◆ Vos consignes
Recopiez mot pour mot le passage du texte fourni qui commence à « Résultat, WTF is » et se termine à « a de la vie. ».

Juliette aurait-elle aimé Roméo si Roméo quatre incisives manquantes,
un grand trou noir au milieu ? Non ! Et pourtant il aurait eu
exactement la même âme, les mêmes qualités morales ! Alors pourquoi me
serinent-elles que ce qui importe c'est l'âme et les qualités morales



Une édition folio m'avait fait de l’œil à un marché aux livres en extérieur, un bouquin à 5€ que c'était marqué en crayon à papier sur la première page. Mais le vendeur, généreusement et gentiment, m'a proposé à la place une édition NRF Gallimard a-priori plus chère mais qui avait eu le tort d'avoir une grosse tâche de café en sa couverture. Invendable selon lui, enfin pas si invendable puisqu'il me l'a vendue. 2€ d'économisé par rapport au Folio, 5 à 7€ par rapport à une édition NRF sans le café offert avec. Rien de tel pour me faire passer un reste de journée agréable, et de me donner encore plus envie de me plonger dans un pavé qui me faisait peur jusqu'ici par son épaisseur.


Bon est-ce que le contenu allait être à la hauteur du contenant pour lequel je me suis pris d'affection (oui, il est vraiment que je me prenne un nouveau chat, ou une nouvelle petite amie..., non plutôt un nouveau chat !!!).


Résultat, WTF is that ??? Je crois que je n'ai pas eu un aussi gros choc littéraire depuis La Montagne magique de Thomas Mann, le genre à complètement changer ou du moins à modifier grandement la perception qu'on a de la vie.


Un roman sur l'amour, attention pas d'amour, sur l'amour, sur la passion menée au plus extrême des extrêmes, jusqu'au tréfonds du glauque, jusqu'à la destruction car la passion menée à son paroxysme ne peut que mener qu'à la destruction, essayer de garder l'illusion du premier jour jusqu'au bout, ne pas payer son tribut à l'ennui. D'un côté, on a envie de leur dire à Solal et à Ariane, oui parce que notre couple passionné c'est Solal et Ariane, arrêter vos conneries, payer votre tribut à l'ennui, faites-vous chier ensemble comme les couples normaux, faites des enfants ou prenez un chien (oui, plutôt un chien... !!!), mais d'un autre, on est admiratif pour leur persévérance envers et contre tout, ça plonge de plus en plus dans le désespoir et dans le glauque mais en parallèle et paradoxalement c'est beau, c'est magnifique.

◆ Données recueillies

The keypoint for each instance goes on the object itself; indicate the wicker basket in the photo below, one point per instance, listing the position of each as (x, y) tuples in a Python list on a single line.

◆ Réponse rédigée
Résultat, WTF is that ??? Je crois que je n'ai pas eu un aussi gros choc littéraire depuis La Montagne magique de Thomas Mann, le genre à complètement changer ou du moins à modifier grandement la perception qu'on a de la vie.